Task directions = A line belongs in the answer only if it contains the word "letter"; copy every such line from the listing below.

Data supplied =
========================================================================

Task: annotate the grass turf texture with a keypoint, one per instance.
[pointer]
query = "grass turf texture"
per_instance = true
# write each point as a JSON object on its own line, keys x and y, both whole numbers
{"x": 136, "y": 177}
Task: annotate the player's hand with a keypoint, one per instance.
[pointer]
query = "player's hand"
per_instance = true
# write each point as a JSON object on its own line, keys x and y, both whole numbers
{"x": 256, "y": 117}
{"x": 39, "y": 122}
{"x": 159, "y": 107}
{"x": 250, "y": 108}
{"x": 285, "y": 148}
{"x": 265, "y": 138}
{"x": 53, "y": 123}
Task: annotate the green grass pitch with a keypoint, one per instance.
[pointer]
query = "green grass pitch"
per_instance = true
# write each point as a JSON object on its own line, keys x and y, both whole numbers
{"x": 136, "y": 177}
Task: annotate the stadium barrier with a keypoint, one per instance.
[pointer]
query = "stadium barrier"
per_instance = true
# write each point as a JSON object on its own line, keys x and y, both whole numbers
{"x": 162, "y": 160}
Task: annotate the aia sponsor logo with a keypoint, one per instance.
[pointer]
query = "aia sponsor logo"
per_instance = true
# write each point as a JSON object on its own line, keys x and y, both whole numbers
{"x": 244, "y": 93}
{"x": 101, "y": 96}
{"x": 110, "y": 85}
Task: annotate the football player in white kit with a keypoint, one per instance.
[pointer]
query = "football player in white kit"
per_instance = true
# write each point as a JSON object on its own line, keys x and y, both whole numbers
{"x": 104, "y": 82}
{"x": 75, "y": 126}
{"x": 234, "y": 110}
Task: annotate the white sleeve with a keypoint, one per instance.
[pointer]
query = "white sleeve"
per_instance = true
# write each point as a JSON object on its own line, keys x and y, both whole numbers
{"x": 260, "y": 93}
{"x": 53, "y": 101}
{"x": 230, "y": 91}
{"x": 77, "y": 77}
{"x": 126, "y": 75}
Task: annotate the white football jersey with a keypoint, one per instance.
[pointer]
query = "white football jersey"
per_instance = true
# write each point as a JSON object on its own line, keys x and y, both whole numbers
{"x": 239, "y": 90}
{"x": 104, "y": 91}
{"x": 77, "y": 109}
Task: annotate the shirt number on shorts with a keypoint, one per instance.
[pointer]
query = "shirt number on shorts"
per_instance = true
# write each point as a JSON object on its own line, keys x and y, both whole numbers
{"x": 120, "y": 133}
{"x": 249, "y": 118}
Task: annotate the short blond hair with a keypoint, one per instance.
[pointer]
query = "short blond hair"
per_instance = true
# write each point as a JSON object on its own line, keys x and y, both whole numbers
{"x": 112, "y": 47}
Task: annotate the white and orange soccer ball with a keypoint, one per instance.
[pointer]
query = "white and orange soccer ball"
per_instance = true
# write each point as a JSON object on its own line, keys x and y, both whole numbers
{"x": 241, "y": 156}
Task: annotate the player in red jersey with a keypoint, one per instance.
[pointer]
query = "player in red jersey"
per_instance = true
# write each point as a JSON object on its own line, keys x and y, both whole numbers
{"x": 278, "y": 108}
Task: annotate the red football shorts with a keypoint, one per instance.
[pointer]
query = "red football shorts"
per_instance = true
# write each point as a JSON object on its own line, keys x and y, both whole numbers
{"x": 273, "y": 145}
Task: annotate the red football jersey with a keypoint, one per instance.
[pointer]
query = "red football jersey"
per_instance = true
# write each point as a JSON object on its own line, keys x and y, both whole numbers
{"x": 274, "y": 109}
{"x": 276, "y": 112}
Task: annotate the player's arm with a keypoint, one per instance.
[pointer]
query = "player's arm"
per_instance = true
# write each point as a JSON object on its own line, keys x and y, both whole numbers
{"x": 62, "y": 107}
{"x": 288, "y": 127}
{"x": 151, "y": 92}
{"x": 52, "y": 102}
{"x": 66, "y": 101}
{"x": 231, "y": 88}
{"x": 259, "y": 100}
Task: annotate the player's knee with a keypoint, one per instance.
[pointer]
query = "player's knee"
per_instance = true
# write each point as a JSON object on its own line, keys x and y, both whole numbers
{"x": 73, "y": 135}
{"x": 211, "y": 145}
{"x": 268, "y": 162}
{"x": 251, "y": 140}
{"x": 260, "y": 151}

========================================================================

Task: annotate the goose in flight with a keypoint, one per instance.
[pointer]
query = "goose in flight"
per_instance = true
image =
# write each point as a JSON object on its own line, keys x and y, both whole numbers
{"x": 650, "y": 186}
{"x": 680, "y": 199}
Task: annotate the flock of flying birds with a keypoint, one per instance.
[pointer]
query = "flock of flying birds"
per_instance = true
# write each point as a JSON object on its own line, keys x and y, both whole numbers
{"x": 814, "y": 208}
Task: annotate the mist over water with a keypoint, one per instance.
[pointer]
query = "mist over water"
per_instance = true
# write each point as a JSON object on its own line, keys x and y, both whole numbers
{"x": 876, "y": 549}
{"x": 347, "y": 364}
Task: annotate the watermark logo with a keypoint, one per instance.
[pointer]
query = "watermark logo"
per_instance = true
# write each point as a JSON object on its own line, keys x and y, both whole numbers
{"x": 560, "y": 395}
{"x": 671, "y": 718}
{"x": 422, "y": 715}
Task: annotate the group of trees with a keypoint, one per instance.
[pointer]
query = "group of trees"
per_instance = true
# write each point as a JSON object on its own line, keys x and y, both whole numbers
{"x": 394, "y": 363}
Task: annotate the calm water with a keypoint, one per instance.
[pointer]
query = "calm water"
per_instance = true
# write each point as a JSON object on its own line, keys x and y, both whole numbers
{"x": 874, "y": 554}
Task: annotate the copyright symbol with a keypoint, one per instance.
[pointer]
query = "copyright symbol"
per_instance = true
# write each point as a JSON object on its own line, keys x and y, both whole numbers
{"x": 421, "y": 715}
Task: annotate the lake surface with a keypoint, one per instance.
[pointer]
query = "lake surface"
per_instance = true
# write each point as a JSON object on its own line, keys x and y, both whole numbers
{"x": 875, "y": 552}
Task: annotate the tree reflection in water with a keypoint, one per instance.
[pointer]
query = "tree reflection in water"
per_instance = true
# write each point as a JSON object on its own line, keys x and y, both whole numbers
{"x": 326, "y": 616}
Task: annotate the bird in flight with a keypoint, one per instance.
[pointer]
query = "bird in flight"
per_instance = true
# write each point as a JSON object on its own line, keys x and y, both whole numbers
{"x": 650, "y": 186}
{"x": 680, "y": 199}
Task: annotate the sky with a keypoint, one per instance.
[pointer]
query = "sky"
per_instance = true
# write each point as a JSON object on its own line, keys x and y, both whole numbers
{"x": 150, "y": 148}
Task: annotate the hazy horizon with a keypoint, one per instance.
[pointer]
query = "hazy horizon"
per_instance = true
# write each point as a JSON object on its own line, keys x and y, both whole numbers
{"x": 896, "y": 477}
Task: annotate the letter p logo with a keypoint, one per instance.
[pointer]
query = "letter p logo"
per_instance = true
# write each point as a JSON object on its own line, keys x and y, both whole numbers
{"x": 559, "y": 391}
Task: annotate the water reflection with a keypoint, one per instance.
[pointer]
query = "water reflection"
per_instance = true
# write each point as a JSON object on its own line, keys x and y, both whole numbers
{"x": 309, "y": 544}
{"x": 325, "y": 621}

========================================================================

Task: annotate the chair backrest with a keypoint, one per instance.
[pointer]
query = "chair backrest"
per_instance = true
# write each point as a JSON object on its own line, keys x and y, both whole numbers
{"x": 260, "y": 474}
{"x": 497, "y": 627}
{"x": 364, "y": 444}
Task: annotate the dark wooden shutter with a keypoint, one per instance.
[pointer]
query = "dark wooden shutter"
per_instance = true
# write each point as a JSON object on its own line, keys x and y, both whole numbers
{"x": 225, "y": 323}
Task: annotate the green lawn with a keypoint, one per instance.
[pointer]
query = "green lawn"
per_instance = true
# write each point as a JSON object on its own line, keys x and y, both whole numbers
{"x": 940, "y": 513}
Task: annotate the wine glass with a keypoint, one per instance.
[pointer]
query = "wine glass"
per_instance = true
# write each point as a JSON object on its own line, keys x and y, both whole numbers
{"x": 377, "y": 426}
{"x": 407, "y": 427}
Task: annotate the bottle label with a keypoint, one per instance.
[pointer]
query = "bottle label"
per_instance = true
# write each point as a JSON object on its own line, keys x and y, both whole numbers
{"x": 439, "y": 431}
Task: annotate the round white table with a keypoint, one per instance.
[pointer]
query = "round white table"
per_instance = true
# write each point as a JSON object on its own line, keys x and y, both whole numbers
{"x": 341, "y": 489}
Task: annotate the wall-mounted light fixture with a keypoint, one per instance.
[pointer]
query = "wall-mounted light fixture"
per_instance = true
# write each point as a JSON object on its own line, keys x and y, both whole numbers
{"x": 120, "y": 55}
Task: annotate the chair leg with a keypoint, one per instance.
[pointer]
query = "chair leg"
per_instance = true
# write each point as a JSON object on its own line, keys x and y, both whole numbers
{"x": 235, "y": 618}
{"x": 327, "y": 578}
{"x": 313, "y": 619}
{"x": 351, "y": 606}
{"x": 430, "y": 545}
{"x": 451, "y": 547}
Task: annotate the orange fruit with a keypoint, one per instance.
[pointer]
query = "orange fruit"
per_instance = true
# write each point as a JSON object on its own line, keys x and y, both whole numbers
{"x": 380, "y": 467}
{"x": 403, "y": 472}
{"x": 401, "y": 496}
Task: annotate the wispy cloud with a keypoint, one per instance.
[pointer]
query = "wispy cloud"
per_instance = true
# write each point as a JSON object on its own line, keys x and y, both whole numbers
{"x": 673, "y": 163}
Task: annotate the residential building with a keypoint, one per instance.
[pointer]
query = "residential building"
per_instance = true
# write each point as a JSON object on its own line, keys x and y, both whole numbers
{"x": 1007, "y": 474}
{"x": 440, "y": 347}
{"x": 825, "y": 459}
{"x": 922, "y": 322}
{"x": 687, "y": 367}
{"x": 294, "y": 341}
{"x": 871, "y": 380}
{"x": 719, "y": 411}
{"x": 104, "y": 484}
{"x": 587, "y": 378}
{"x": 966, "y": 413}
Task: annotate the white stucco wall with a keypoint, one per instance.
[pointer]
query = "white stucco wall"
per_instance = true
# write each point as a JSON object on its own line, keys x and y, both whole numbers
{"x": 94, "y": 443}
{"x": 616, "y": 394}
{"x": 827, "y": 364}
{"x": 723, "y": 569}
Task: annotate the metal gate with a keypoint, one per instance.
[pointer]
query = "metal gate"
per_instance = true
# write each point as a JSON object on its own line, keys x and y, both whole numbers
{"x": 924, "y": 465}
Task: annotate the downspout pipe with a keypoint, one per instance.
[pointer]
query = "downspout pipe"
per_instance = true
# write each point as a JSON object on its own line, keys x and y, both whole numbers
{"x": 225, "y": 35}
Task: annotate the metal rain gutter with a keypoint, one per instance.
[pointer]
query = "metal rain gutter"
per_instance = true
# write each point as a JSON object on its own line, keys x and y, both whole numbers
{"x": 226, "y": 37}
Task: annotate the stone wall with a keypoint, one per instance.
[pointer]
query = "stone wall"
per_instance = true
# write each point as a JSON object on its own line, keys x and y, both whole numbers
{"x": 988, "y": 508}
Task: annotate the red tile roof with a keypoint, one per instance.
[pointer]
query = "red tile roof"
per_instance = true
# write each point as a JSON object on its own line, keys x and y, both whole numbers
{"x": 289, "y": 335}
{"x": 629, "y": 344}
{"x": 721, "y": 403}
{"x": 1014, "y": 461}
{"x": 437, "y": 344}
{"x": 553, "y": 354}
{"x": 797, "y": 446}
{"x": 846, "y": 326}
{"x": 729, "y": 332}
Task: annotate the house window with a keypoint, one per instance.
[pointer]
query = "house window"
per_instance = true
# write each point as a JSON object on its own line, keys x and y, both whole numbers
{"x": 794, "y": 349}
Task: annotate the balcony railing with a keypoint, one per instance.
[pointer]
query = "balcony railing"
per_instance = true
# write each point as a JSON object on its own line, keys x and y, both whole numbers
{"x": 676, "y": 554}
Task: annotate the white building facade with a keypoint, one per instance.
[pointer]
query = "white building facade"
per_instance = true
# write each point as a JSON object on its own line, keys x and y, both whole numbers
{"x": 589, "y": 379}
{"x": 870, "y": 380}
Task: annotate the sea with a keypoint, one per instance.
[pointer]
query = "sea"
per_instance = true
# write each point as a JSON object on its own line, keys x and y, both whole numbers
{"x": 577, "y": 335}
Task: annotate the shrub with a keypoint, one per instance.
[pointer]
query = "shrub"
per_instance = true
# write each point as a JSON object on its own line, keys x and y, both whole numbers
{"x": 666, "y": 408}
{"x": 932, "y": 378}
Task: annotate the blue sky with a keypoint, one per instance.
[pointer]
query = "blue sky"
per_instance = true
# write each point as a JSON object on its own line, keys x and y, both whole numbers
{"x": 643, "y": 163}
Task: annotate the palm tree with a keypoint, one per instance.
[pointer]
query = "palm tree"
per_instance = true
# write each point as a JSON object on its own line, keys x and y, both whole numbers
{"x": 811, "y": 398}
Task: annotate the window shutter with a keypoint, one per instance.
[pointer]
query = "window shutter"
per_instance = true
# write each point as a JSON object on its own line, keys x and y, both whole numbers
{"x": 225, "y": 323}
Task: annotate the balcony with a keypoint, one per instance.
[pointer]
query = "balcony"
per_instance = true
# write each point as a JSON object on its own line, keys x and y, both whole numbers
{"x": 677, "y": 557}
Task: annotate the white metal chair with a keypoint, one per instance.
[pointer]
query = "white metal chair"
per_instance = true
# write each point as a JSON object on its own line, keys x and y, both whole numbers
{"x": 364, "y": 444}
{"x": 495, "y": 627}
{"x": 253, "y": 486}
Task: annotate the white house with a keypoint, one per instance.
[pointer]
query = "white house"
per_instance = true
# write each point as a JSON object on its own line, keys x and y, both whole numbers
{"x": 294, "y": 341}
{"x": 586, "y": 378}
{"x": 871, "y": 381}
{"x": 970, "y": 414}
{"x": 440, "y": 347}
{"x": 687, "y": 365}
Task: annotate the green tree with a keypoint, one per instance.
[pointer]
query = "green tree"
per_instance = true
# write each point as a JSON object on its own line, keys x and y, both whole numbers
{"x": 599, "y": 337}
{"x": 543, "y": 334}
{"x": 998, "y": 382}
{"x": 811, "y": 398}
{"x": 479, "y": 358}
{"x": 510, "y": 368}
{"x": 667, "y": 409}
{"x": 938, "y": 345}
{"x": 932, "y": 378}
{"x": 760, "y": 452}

========================================================================

Written response =
Task: annotate the letter p logo with a keypoint, one per instance.
query = "letter p logo"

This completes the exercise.